American former child actress

Donna Corcoran (born September 29, 1942) is an American former child actress who appeared in nine Hollywood films from 1951 through 1955. She was in two aquatic musicals that featured Esther Williams (portraying swimmer Annette Kellerman as a child in one), and as a vulnerable girl being victimized by an emotionally disturbed babysitter (played by Marilyn Monroe) in Don't Bother to Knock.

After making her last film, she made a token comeback as a young adult in an episode of the long-running sitcom My Three Sons (starring Fred MacMurray) in the early 1960s.

== Personal life ==

Corcoran was born in Quincy, Massachusetts to William Henry Corcoran, Sr. and Kathleen H. McKenney. Several of her siblings were child stars, including younger sister Noreen Corcoran, Kevin Corcoran, and Kelly Corcoran. Corcoran married Luis Felipe Guerrero Newman, a rancher, in 1961; they had two daughters and later divorced. She married mining engineer Jerry Keene in 1981, and they remained married until his death in 2017.

(Region pointing data)

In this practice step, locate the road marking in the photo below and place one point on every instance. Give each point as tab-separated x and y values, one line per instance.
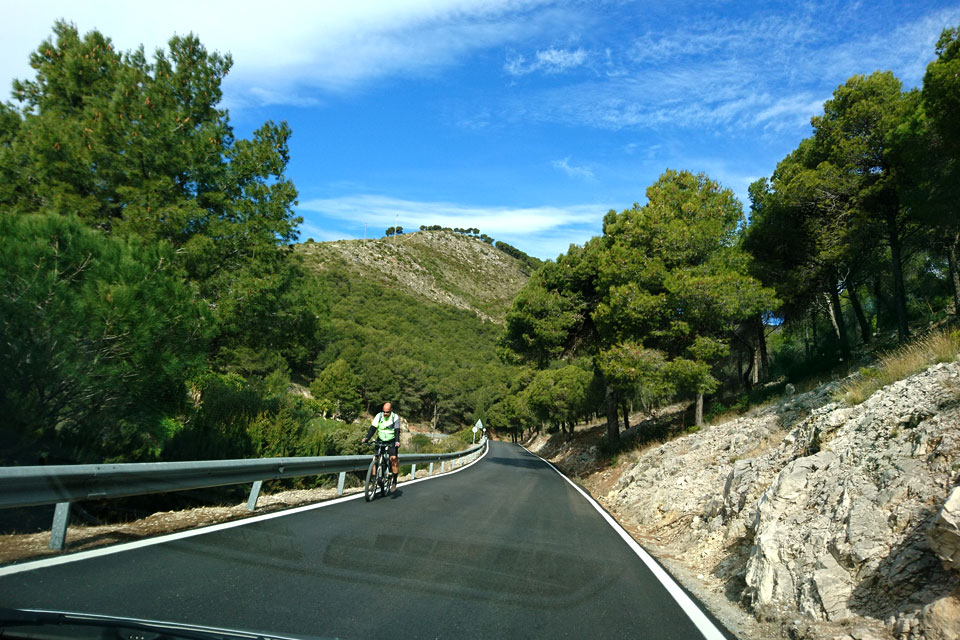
696	615
127	546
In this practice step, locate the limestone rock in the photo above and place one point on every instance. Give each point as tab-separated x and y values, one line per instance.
944	536
816	511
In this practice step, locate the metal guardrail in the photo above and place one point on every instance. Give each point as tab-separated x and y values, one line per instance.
63	484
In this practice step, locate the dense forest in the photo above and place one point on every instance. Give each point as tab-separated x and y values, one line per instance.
848	248
154	307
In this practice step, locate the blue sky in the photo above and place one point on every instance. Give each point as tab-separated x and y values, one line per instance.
528	119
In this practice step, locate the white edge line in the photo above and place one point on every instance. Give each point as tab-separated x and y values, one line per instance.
696	615
127	546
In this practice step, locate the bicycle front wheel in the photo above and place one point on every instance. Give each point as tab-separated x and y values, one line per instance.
370	486
382	476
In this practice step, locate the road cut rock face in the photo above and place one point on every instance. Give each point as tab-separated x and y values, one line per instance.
816	512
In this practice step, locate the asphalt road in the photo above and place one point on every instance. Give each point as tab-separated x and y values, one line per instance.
505	548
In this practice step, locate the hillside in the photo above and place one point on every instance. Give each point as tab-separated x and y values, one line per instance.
416	320
439	267
822	520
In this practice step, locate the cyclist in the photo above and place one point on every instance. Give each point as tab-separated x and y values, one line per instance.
386	425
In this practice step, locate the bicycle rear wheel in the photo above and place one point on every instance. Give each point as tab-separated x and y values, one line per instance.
370	486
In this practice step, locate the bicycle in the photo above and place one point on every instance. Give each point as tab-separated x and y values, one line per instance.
378	473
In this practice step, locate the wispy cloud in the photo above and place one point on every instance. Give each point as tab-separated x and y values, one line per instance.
550	60
767	72
571	170
544	231
291	50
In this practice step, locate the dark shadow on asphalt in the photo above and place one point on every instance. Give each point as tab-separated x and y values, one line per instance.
523	463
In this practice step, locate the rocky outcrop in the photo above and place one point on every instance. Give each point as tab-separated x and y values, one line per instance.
814	510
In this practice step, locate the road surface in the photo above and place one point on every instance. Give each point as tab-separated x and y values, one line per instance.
504	548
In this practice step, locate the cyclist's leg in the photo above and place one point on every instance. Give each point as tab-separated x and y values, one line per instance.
394	465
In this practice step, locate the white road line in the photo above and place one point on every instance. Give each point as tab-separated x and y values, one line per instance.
127	546
696	615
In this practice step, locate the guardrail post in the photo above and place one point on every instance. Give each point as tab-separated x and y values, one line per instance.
254	494
61	518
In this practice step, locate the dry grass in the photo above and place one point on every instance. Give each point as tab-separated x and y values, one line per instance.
939	346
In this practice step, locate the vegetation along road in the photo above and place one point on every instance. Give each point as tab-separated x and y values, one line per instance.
504	548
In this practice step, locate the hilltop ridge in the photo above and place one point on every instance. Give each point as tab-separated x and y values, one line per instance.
437	266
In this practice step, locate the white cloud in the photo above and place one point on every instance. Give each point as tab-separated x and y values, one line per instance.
286	50
573	171
766	73
550	60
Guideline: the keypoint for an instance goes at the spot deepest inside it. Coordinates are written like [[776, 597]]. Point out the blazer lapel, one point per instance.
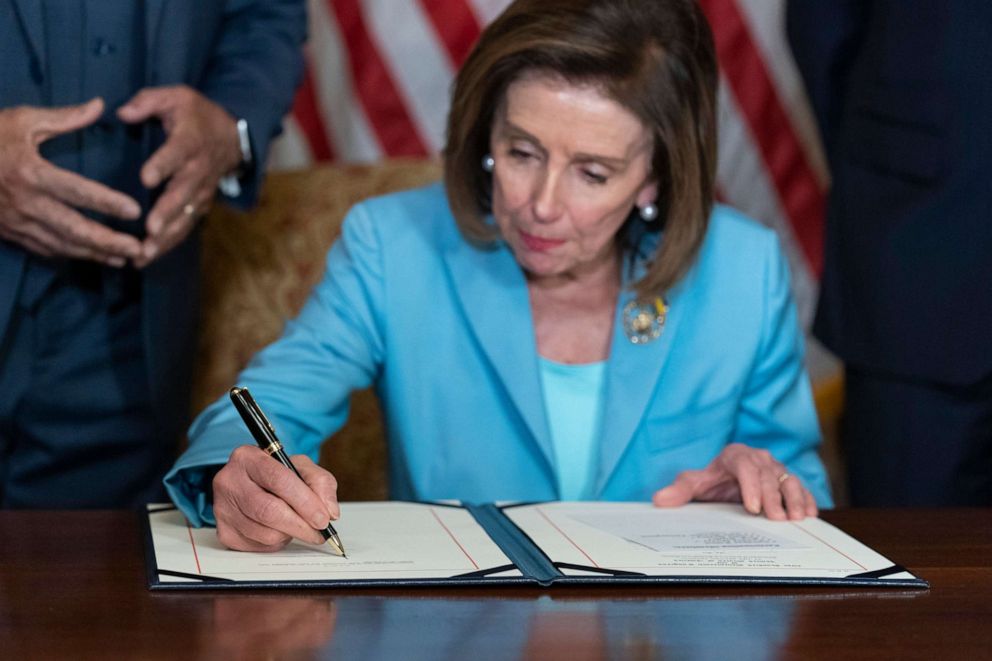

Activity: Carry on the article about Donna Corcoran from the point where it stops.

Answer box:
==Filmography==
===Films===

| Year | Title | Role | Notes |
|---|---|---|---|
| 1951 | Angels in the Outfield | Bridget White | with Paul Douglas and Janet Leigh |
| 1952 | Love Is Better Than Ever | Janice Lee Yogurt | uncredited |
| 1952 | Young Man with Ideas | Caroline Webster |  |
| 1952 | Don't Bother to Knock | Bunny Jones | with Marilyn Monroe |
| 1952 | Million Dollar Mermaid | Annette - 10 years old | with Esther Williams |
| 1953 | Scandal at Scourie | Patsy | with Walter Pidgeon and Greer Garson |
| 1953 | Dangerous When Wet | Junior Higgins | again with Esther Williams |
| 1954 | Gypsy Colt | Meg MacWade | with Ward Bond |
| 1955 | Violent Saturday | Anna Stadt | with Victor Mature and Lee Marvin |
| 1955 | Moonfleet | Grace | with Stewart Granger |

===Television===

| Year | Title | Role | Notes |
|---|---|---|---|
| 1953 | Death Valley Days | Gladys Murtaugh | 1 episode |
| 1953–1957 | The Life of Riley | Ginny | 2 episodes |
| 1955 | TV Reader's Digest | Sue Carson | 1 episode |
| 1956 | This Is the Life | Suzy Granville | 1 episode |
| 1957 | Cavalcade of America | Nancy | 1 episode |
| 1957 | The Danny Thomas Show | Bobbie, Sorority Sister | 1 episode |
| 1960 | Tales of Wells Fargo | Helen Brass | 1 episode |
| 1963 | My Three Sons | Melissa Cartwright | 1 episode |
| 1963 | The Donna Reed Show | Claudia | 1 episode |

==Bibliography==
- Best, Marc. Those Endearing Young Charms: Child Performers of the Screen (South Brunswick and New York: Barnes & Co., 1971), pp. 45–49.